__Exercise material__

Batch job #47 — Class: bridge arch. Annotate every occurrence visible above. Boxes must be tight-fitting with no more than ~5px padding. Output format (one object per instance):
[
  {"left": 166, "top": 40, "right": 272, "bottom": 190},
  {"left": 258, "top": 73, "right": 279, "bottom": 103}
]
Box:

__Exercise aim__
Copy the rows above line for line, without changing any character.

__Answer to the problem__
Batch job #47 — Class: bridge arch. Annotate every occurrence visible above. Boxes must be tight-fitting with no more than ~5px padding. Output format (one object per instance):
[
  {"left": 166, "top": 40, "right": 272, "bottom": 190},
  {"left": 258, "top": 73, "right": 279, "bottom": 103}
]
Box:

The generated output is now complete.